**DOCUMENTO DI PARTENZA**
╭──

Vi sto per parlare di una delle cose che più mi ha sorpreso con il suo primissimo ascolto e lasciato con una trepidante voglia di approfondirne la conoscenza, ascoltarlo e poter farlo mio. Un brevissimo approccio iniziale, forse di trenta-quaranta secondi, tanto è bastato per mettermi in stand by e farmi ricordare quella sensazione anche nei giorni seguenti, ancora così vivida nonostante i tanti ripassi di altri innumerevoli dischi da cui è stato superato, per curare il contemporaneo rituale della classifica di disco dell’anno.

Sto parlando di Broomdogs, progetto del talentuoso Pier Ballarin, ex The R’s, autentico multistrumentista col dono della composizione, della penna e del buon gusto.

Il suono e le belle soluzioni armoniche trovano un unico punto d’incontro, incontestabile e gradevole, nelle frequenze di questo Hole on the surface, LP di otto tracce dove regna la calma, ma anche l’energia e freschezza di veder condensato un messaggio mai banale, quanto piuttosto avvolgente e positivo, dove le parole spuntano da una sorta di buco del respiro, una bolla d’aria da cui emerge una risposta istintiva di chi reagisce attivamente alla vita che scorre e che pare talvolta non curarsi del suo effetto su di noi. Un po’ come chi ci passa accanto e continua per la sua strada, non curandosi di averci strappato i lembi dei vestiti. Ho percepito una presa di posizione, resa positiva dal sapore armonico e sonoro delle canzoni.

╰──

**RIGHE FORNITE**
╭──

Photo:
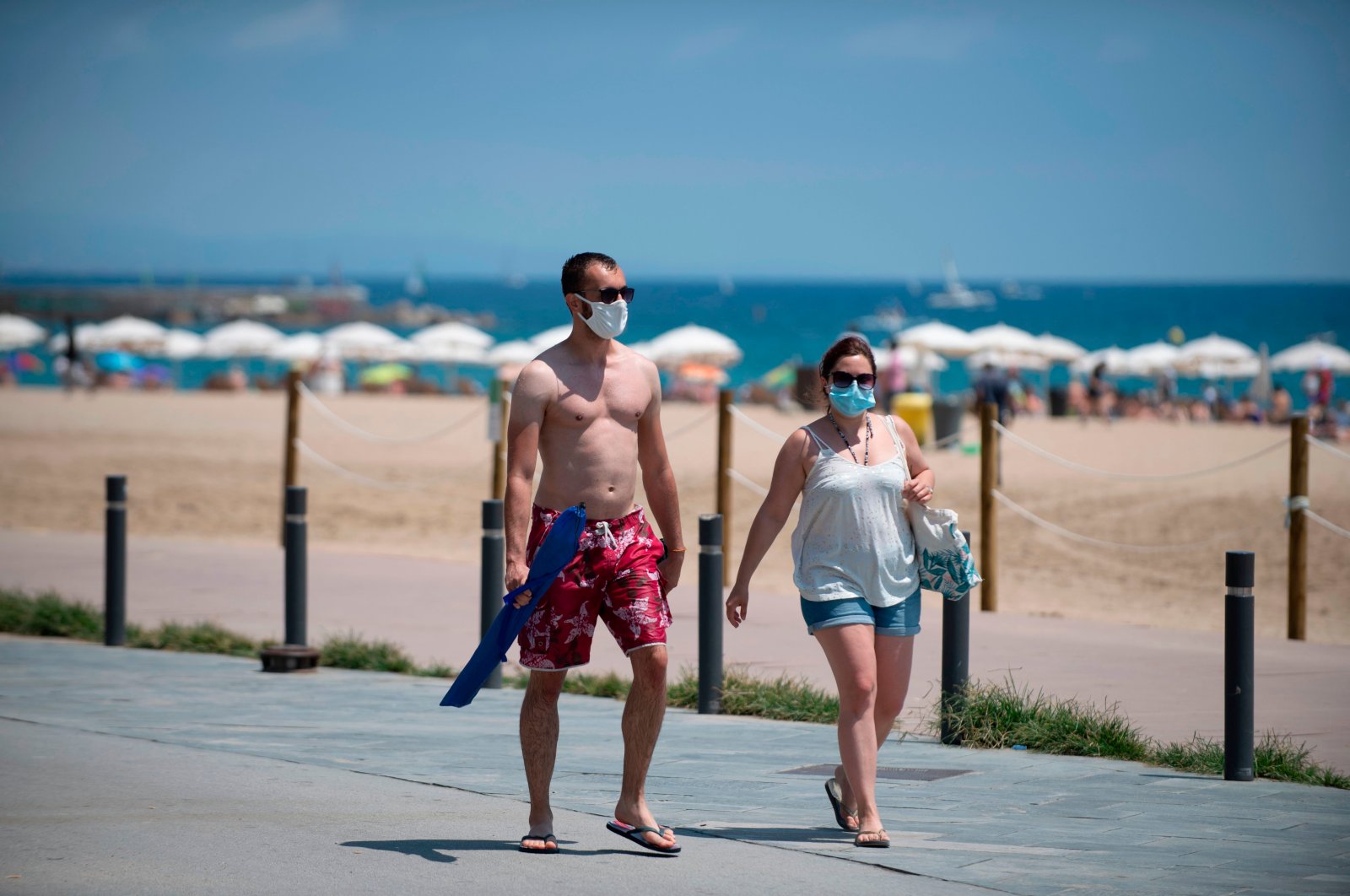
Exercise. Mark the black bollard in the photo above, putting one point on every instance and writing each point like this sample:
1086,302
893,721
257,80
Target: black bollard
115,564
1239,667
712,610
294,655
492,585
956,659
297,564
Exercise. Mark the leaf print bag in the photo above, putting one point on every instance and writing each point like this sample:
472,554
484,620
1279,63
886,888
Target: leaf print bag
944,558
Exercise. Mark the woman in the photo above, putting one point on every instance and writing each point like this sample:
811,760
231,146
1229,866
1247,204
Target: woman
854,564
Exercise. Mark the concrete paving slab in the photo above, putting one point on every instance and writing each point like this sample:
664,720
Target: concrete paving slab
1169,683
726,778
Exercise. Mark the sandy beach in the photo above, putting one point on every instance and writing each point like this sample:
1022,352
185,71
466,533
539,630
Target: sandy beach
208,466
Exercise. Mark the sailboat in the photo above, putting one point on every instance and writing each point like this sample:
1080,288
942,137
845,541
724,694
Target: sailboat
958,294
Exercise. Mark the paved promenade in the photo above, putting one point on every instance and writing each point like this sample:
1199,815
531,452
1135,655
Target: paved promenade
137,771
1167,682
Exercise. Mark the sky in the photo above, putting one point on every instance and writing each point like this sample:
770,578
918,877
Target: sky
861,141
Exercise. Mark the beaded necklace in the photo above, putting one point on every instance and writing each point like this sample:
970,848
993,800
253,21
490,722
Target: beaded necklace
867,436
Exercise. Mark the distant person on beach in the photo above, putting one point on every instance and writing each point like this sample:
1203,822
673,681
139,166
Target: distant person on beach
992,387
1099,397
854,564
589,409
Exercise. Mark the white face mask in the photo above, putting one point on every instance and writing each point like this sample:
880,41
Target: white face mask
607,321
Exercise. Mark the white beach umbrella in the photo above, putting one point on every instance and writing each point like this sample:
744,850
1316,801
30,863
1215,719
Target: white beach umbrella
1005,359
1214,350
938,337
19,332
517,351
84,332
180,344
364,340
1005,339
299,347
1313,355
1151,358
1059,350
551,337
695,344
452,335
1113,357
915,359
130,333
445,354
240,339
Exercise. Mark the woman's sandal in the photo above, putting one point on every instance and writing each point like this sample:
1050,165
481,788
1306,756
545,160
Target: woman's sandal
832,790
874,844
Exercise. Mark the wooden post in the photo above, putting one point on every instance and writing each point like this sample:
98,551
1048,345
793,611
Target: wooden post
724,479
500,447
989,532
1298,529
290,464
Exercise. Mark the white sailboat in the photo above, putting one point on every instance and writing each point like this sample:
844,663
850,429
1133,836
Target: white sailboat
958,294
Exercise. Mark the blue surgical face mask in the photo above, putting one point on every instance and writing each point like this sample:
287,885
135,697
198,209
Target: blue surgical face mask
850,401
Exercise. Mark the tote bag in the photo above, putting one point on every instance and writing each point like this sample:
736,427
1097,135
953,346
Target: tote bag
944,556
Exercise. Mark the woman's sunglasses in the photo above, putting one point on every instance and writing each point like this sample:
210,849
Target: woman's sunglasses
609,294
841,380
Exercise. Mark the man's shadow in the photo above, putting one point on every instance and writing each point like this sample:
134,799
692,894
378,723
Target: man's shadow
442,850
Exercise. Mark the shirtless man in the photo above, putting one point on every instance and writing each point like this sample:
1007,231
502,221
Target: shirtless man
591,409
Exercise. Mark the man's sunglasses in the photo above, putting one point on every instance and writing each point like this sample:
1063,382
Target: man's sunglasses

╰──

**ISTRUZIONI**
1/ Elenchi tutti i nomi propri di persone, gruppi musicali e dischi che compaiono nel testo su Broomdogs.
2/ Riprenda il testo su Broomdogs dal punto in cui si interrompe.
Le righe non hanno alcun legame con il testo su Broomdogs.

**SOLUZIONI**
1/ Broomdogs, Pier Ballarin, The R’s, Hole on the surface

2/
 

C’è tanta America. O comunque tanta di quell’Inghilterra che guarda agli Unites States, al country beatlesiano, mettiamola così. Succede nell’opening track “Czar”, col suo tempo posato che le fa strizzare l’occhio in maniera sottile ad una sorta di “Coffee & tv” leggermente più trattenuta, ma con delle armonizzazioni di basso che si spostano con maestria nell’armonia ricercata e non per questo ostica all’ascolto. Questo grazie a delle melodie vocali lunghe che accompagnano quel “Leave it all behind”, con cui il ritornello saluta e battezza la risoluzione della canzone, prima che una chitarra fuzz prenda con gusto le redini del momento.

Accelera lievemente il passo la successiva “Walking around in chains”, dove il messaggio di aiuto affidato alle parole (“There aint no cure for a silent distruction ‘till it looks ok”) sprigiona la sua natura possibilista e di speranza in una musica che non cade nell’inganno di seguire il significato intimo e riflessivo, ma si colora di freschezza ritmica e armonica. Gli arrangiamenti sono sopra le righe e stavolta mi colpisce un fill batteristico a cui è affidato un cruciale momento a metà canzone.

Ed è ancora la batteria a stupire attraverso l’intro della successiva “Mind/Valley”, molto Beck-iana: fresca, pimpante e ricca, con la sensazione costante di star ricevendo qualcosa di accurato e pensato.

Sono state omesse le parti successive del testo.